▶ SEITENAUSZUG
************

Revision eines möglichen Fehlurteils

Laurel und Hardy

Stan Laurel und Oliver Hardy gelten als eines der berühmtesten Filmduos aller Zeiten. Ihre Slapstick-Späße sind nach wie vor legendär, doch sie wurden in Fachkreisen nie auf eine Stufe mit Charlie Chaplin und Buster Keaton gehoben. Sven Hanuschek hält dieses Urteil für einen großen Irrtum.

Der Professor für Neuere Deutsche Literatur an der Universität München sieht in die Ursache darin, dass das Werk von Laurel & Hardy ("Dick & Doof") hauptsächlich als Pausenfüller in völlig unzusammenhängender Form rezipiert wurde. Wenn man heute ihre wieder hergestellten Filme im Komplettzustand betrachtet, ergäbe sich ein ganz anderes Bild, meint er in seinem Buch "Laurel & Hardy.

Filetierte Kunstwerke

Wir blicken zurück. Die 1970er-Jahre. Um 17:00 Uhr unterbrach FS 1 die nachmittägliche, doch etwas monotone Ausstrahlung des Testbildes mit tatsächlich bewegtem Programm. Irgendwann nach "Am, dam, des" und anderen Kindersendungen, erschien der gleichermaßen dicke wie sympathische Herbert "Happi" Prikopa auf dem Bildschirm. In seiner Sendung "Auch Spaß muss sein" präsentierte er neben Zeichentrickfilmen auch Stummfilmklamotten von den "Three Stooges", den "Kleinen Strolchen", Charlie Chaplin oder eben auch Slapstick-Highlights mit "Dick & Doof".

Die gezeigten Ausschnitte, die auch in anderen Vorabendserien wie "Väter der Klamotte" oder "Männer ohne Nerven" präsentiert wurden, waren zumeist willkürlich aus Filmen herausgeschnittene Sequenzen. Wahllos wurden Clips aus verschiedenen Spielfilmen, die nichts miteinander zu tun hatten, aneinandergehängt, originale Rhythmen und Dramaturgien zerstört oder Langfilme in Zehn-Minuten-Versionen zerhackt. Dass dabei von den eigentlichen Intentionen der "Groteskkomiker" Stan und Olli wenig übrig blieb, versteht sich von selbst.

Rekonstruiertes Schaffen

Vor wenigen Jahren hat ein groß angelegtes Restaurierungswerk eingesetzt. Der akribischen Recherche beherzter Filmhistoriker ist es zu verdanken, dass heute eine Art Werkausgabe der 79 Kurzfilme und 27 Spielfilme auf DVD erhältlich ist.

************

Datensätze
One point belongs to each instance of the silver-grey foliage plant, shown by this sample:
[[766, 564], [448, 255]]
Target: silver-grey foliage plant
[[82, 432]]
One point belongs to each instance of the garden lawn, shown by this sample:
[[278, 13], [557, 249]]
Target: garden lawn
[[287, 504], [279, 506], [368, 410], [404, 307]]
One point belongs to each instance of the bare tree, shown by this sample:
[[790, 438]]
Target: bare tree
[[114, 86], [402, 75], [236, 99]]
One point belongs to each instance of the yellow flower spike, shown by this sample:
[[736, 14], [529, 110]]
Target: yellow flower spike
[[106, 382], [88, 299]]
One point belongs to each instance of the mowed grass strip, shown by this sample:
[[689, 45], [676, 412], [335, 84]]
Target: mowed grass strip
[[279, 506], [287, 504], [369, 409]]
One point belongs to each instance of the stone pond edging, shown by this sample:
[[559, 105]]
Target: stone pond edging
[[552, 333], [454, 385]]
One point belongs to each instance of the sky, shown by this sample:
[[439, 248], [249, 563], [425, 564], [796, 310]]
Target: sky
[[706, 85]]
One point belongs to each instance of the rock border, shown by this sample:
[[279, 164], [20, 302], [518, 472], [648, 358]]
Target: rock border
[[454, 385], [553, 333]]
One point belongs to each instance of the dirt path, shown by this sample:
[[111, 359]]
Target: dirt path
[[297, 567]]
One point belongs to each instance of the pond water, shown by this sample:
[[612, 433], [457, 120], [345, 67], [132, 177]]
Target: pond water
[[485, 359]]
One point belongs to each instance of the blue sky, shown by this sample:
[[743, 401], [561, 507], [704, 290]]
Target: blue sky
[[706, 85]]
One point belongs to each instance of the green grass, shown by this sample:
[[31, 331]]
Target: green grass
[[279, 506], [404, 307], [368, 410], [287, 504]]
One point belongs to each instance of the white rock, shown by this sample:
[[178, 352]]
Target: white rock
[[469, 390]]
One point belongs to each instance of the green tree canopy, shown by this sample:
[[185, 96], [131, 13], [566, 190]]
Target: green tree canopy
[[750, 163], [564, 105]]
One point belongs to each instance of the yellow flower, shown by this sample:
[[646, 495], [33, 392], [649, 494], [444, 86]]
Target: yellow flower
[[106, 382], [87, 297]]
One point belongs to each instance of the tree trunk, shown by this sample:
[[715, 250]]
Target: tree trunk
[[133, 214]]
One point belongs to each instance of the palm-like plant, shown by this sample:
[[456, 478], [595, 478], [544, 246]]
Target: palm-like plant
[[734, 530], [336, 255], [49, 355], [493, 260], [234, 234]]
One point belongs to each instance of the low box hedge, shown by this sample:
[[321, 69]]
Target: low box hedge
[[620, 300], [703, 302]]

************

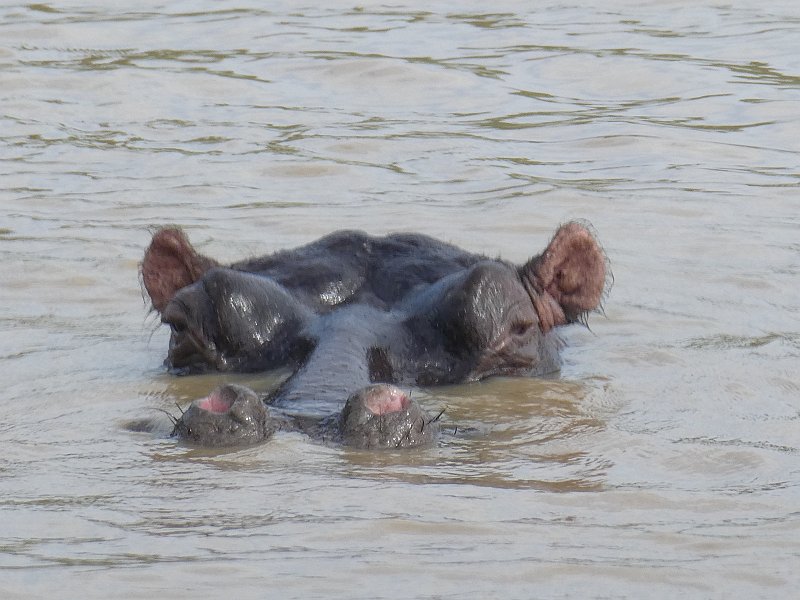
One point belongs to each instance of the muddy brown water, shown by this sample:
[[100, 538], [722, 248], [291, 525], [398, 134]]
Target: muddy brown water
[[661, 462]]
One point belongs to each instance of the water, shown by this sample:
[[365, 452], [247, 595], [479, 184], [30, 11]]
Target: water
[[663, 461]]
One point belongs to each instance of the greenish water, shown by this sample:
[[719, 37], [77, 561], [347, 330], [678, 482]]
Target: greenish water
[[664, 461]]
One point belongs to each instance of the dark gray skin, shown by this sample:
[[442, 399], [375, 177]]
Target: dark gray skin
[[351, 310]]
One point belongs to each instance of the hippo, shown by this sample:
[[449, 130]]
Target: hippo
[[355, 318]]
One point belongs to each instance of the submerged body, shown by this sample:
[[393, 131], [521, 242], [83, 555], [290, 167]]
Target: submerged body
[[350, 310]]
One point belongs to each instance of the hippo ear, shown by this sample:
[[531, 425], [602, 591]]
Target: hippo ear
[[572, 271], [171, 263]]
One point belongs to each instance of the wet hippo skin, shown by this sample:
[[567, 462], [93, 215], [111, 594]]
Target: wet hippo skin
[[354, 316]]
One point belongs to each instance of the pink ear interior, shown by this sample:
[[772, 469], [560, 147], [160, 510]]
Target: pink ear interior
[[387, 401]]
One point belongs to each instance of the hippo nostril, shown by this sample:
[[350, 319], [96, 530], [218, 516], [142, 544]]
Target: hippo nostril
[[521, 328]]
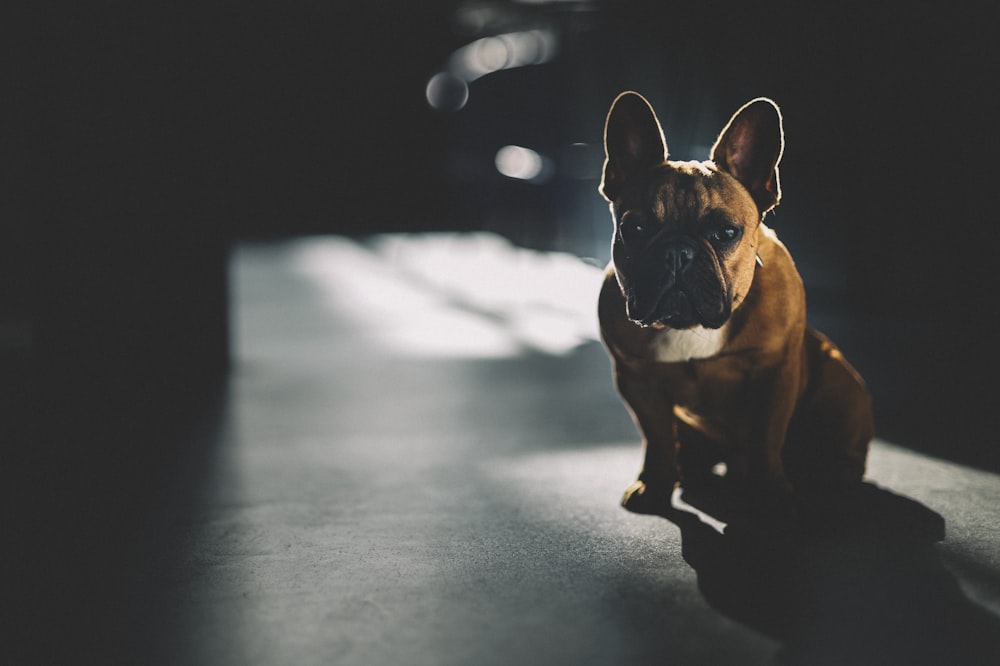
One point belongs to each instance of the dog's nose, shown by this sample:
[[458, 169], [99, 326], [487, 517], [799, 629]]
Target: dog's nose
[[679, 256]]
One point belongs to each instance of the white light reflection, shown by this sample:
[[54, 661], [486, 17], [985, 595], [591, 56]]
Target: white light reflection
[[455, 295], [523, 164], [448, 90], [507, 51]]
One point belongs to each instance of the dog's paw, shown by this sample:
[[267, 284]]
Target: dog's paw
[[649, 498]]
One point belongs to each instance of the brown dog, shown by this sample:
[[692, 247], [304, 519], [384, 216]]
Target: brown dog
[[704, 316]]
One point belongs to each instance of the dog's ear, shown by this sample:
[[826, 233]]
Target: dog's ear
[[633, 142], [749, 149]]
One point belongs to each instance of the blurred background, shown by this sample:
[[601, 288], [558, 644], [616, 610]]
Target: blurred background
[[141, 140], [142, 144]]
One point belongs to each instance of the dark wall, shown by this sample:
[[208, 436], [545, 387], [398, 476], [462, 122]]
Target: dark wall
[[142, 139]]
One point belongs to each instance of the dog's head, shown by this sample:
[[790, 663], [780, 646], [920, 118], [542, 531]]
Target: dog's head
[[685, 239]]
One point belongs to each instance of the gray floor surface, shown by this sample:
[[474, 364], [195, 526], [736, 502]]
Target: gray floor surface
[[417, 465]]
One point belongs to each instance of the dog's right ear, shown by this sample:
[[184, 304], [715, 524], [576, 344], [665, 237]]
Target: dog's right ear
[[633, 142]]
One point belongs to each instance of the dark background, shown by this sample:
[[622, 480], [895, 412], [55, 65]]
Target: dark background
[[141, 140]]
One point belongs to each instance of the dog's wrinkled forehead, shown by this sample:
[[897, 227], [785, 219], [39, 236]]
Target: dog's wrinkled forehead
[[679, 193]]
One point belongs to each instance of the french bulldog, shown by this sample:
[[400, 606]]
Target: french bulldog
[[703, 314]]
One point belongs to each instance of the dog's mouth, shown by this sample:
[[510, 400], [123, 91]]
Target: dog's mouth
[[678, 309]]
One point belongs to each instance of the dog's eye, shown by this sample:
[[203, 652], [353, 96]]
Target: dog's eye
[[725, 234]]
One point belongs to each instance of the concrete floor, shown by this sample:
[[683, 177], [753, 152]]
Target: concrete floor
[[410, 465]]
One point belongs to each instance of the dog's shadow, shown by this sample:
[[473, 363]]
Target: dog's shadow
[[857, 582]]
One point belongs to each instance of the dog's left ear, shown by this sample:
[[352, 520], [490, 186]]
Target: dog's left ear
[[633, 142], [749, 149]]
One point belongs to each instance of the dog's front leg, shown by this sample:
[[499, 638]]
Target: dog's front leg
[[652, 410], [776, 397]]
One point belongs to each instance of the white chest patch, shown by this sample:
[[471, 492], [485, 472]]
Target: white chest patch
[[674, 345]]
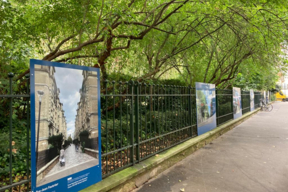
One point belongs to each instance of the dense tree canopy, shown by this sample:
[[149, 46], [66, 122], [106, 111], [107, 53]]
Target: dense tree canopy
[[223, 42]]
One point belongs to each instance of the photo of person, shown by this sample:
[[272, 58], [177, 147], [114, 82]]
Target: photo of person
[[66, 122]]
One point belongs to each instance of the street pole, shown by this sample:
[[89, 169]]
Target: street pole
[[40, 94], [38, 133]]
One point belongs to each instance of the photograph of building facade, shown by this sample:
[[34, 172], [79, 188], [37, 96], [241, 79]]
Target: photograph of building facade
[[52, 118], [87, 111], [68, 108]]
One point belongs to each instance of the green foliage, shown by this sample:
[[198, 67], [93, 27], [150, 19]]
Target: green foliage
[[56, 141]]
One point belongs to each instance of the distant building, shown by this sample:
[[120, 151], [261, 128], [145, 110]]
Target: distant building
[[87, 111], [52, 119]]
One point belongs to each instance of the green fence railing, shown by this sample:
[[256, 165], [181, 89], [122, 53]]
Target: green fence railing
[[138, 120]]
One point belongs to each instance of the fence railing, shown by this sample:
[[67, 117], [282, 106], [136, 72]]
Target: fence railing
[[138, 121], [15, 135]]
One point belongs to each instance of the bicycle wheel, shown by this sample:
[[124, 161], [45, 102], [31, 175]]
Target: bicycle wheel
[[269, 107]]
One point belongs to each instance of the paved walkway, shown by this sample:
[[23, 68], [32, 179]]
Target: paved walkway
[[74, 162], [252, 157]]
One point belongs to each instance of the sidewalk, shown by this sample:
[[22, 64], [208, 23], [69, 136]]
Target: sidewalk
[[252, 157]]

************

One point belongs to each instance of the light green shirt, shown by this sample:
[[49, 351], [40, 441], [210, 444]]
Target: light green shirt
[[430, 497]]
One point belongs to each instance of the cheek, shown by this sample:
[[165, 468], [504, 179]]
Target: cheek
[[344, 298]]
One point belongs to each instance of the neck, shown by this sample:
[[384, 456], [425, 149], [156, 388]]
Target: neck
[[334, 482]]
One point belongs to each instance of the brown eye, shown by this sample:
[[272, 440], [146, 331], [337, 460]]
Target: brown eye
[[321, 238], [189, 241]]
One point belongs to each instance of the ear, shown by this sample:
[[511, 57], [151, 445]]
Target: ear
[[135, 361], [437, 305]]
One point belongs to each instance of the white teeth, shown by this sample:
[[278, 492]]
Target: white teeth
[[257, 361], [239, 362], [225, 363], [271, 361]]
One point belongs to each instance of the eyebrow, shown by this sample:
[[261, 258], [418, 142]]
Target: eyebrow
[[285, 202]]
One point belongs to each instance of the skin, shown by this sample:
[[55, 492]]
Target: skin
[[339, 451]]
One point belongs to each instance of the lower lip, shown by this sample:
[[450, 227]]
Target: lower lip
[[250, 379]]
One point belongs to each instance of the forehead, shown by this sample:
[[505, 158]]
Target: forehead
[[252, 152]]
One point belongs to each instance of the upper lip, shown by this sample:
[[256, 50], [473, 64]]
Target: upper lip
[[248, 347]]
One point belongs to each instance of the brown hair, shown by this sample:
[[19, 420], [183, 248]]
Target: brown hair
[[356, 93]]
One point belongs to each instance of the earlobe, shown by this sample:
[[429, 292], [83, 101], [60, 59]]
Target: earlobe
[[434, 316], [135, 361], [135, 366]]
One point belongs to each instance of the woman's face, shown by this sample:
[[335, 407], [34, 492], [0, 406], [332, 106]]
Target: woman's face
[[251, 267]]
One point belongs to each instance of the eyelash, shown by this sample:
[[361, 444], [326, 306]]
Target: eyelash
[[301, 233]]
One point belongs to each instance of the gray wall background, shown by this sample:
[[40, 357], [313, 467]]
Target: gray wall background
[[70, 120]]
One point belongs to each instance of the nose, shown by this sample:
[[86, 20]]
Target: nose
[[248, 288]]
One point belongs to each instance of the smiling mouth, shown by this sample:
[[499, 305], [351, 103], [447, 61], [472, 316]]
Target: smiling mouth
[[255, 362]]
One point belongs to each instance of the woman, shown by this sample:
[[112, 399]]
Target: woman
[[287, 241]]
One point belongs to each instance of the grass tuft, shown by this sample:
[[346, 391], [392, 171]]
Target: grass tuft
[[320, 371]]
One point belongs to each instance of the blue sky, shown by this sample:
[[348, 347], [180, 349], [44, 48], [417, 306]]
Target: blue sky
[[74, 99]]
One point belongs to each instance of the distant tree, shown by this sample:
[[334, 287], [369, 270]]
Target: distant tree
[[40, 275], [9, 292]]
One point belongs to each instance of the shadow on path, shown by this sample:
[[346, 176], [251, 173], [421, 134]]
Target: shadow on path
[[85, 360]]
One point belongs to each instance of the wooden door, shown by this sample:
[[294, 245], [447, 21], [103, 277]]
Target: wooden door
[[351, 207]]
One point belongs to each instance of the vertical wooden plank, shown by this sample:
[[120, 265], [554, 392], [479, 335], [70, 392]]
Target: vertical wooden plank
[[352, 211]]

************

▶ DEINE AUFGABEN
[a] Gib aus dem Seitenauszug über Laurel und Hardy den Abschnitt wortgetreu wieder, der bei den Worten "Stan Laurel und" einsetzt und nach "einen großen Irrtum." aufhört.
[b] Zähle alle Personen auf, die im Seitenauszug über Laurel und Hardy mit Namen genannt werden.

▶ LÖSUNGEN
[a]
Stan Laurel und Oliver Hardy gelten als eines der berühmtesten Filmduos aller Zeiten. Ihre Slapstick-Späße sind nach wie vor legendär, doch sie wurden in Fachkreisen nie auf eine Stufe mit Charlie Chaplin und Buster Keaton gehoben. Sven Hanuschek hält dieses Urteil für einen großen Irrtum.

[b]
- Stan Laurel
- Oliver Hardy
- Charlie Chaplin
- Buster Keaton
- Sven Hanuschek
- Herbert "Happi" Prikopa